Activity: Only one stretch of the listing below is wanted. Begin at the line that has "column 417, row 470", stop after the line that has "column 305, row 549", and repeat every line in between exactly.
:: Excerpted data
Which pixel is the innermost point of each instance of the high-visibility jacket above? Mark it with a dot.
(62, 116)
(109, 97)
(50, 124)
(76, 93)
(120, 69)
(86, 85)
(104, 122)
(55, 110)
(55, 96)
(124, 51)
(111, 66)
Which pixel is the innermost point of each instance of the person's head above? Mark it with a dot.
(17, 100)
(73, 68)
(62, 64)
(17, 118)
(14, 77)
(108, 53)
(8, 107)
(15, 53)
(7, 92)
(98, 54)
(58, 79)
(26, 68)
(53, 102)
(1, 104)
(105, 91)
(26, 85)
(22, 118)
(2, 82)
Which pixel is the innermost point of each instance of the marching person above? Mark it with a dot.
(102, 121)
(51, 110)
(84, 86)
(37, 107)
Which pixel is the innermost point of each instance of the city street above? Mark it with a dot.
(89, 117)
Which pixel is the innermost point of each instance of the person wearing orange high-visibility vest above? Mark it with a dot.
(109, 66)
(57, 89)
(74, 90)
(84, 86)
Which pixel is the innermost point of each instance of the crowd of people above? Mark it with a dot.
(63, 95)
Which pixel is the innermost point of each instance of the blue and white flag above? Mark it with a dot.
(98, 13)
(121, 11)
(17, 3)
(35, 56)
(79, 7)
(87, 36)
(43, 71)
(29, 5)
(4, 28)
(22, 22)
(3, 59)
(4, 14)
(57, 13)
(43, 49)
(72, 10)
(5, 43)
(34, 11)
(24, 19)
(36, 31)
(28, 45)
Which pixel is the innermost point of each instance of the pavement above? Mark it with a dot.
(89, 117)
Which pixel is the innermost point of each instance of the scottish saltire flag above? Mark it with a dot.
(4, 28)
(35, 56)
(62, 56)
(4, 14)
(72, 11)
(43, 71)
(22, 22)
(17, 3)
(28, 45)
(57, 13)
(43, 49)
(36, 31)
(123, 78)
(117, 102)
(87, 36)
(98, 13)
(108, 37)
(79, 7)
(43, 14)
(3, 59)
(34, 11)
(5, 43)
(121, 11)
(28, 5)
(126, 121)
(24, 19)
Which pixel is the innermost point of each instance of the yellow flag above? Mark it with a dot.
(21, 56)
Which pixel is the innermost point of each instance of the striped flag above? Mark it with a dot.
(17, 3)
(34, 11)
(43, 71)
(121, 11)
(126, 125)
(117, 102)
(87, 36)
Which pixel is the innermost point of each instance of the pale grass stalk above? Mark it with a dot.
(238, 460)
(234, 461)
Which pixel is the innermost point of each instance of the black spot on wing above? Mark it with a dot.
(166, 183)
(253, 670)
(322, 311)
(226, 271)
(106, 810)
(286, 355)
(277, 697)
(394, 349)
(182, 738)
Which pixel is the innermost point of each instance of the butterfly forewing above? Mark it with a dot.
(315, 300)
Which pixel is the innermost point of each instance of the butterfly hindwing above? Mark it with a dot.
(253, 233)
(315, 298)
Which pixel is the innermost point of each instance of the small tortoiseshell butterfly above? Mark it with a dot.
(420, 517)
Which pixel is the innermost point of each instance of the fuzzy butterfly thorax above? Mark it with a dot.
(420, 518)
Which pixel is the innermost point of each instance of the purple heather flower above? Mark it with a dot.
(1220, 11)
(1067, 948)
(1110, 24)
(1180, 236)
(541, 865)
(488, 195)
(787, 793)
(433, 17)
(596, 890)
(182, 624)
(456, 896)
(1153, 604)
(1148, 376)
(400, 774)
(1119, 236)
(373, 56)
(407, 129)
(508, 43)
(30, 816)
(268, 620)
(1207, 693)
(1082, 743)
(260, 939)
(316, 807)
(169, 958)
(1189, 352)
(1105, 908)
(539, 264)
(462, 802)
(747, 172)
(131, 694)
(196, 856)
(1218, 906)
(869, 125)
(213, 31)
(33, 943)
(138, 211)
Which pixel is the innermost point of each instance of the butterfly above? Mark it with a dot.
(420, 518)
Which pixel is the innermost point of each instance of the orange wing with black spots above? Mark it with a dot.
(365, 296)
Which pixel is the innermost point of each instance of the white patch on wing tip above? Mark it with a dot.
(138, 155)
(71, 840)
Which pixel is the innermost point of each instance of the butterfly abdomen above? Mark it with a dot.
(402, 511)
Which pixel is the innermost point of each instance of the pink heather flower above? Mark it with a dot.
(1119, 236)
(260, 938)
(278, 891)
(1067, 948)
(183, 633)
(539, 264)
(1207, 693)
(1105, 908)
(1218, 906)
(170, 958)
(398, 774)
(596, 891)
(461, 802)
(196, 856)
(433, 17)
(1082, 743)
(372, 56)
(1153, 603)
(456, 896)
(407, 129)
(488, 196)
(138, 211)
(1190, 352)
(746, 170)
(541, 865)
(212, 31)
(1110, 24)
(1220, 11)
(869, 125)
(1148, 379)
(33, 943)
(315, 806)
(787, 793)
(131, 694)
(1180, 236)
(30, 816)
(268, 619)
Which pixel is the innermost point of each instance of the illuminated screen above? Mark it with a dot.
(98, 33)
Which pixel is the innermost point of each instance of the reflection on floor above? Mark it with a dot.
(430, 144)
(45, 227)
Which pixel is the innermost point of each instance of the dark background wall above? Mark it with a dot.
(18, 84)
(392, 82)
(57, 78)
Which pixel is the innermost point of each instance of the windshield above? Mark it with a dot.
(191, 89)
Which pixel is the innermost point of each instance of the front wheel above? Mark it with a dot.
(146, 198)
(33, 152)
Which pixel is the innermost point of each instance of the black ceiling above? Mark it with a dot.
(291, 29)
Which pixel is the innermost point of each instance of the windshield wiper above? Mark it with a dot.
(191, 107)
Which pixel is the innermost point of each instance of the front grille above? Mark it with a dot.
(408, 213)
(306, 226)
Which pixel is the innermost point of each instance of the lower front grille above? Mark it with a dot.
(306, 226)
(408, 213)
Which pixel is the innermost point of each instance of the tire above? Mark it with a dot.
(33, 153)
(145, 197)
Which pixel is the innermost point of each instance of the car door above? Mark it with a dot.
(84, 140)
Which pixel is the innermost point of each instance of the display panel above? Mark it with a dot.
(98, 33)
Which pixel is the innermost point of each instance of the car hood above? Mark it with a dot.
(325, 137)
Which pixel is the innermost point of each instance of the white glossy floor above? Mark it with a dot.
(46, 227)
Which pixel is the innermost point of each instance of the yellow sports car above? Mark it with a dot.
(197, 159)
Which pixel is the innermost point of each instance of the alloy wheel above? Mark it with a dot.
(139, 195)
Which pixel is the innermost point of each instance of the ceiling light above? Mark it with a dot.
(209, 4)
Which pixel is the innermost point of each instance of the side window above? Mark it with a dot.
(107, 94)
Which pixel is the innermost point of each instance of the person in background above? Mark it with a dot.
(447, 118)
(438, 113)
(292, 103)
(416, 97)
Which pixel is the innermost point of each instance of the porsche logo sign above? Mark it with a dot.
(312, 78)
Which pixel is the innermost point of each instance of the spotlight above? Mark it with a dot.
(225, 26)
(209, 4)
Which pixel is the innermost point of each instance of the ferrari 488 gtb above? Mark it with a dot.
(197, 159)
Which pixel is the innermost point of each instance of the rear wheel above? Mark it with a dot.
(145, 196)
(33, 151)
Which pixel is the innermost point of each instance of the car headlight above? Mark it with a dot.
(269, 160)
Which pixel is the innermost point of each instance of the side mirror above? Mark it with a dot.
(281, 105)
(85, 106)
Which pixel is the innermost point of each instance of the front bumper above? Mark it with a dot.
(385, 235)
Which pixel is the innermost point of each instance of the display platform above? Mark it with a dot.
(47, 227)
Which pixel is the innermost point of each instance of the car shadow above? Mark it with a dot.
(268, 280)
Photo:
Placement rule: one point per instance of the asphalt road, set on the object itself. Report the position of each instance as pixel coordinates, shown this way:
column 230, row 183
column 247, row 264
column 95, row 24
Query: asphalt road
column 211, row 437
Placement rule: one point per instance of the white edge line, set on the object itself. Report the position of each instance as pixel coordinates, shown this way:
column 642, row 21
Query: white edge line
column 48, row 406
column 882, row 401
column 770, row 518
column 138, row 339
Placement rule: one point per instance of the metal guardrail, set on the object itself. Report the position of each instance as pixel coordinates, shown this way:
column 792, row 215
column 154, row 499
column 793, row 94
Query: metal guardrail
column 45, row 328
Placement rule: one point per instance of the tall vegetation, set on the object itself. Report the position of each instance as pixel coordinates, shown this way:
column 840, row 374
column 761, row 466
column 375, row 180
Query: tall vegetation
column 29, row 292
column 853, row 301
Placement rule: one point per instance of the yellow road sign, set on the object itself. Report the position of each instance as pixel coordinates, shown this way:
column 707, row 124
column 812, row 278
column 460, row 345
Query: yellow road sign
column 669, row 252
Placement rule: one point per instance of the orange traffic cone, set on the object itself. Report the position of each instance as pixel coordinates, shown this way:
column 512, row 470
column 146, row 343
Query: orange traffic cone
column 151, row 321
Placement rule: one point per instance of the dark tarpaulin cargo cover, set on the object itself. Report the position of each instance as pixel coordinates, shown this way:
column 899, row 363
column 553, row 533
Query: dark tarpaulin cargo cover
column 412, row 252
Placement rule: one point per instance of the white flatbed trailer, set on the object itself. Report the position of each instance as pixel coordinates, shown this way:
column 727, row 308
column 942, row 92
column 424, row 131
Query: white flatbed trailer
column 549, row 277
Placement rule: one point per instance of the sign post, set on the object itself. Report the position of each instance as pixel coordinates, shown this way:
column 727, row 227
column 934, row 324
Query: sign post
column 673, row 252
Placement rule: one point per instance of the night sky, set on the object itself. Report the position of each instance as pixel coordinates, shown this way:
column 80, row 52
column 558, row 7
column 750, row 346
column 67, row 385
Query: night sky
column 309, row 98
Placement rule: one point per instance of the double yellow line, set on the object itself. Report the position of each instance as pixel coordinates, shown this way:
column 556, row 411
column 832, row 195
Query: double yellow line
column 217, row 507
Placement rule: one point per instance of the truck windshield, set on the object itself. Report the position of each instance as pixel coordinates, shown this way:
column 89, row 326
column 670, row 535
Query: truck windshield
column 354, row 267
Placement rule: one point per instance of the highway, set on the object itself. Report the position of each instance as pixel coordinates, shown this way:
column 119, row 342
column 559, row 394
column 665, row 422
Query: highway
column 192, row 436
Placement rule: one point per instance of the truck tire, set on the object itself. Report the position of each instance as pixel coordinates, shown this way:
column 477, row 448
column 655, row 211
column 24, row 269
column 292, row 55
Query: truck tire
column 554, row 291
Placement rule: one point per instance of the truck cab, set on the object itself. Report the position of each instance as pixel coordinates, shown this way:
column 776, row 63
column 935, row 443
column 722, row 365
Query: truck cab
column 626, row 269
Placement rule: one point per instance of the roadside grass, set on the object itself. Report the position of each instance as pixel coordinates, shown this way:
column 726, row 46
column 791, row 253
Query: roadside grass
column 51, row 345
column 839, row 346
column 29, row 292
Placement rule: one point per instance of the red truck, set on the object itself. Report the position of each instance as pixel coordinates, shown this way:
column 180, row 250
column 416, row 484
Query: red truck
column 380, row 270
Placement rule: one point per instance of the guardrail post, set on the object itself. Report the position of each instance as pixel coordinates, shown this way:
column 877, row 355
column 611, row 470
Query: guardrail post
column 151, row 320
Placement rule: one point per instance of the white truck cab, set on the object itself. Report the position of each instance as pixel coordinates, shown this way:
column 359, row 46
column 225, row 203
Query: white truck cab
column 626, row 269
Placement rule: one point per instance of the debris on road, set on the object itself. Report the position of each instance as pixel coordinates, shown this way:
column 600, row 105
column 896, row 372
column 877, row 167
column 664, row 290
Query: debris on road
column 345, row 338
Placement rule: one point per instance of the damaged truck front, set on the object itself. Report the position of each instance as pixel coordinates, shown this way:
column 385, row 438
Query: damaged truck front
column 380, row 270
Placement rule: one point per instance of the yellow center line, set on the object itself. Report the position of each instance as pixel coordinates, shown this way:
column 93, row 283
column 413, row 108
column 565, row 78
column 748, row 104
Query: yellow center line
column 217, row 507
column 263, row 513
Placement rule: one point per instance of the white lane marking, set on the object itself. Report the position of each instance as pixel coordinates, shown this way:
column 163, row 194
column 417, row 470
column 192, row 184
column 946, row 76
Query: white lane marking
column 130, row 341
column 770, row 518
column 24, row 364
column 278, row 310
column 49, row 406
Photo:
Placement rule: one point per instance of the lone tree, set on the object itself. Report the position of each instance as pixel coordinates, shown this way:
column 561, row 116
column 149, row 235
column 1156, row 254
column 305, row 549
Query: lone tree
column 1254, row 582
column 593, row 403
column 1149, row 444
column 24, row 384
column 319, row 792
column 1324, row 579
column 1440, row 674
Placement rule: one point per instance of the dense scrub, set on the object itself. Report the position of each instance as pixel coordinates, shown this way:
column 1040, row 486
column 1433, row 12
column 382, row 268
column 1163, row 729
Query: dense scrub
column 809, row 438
::::
Response box:
column 417, row 470
column 192, row 184
column 946, row 76
Query: white lane marking
column 130, row 341
column 770, row 518
column 24, row 364
column 278, row 310
column 49, row 406
Photo:
Placement rule: one point per instance of the lone tree, set on the object itself. Report the position of each instance as pixel coordinates, shown this way:
column 561, row 116
column 149, row 235
column 1156, row 254
column 305, row 549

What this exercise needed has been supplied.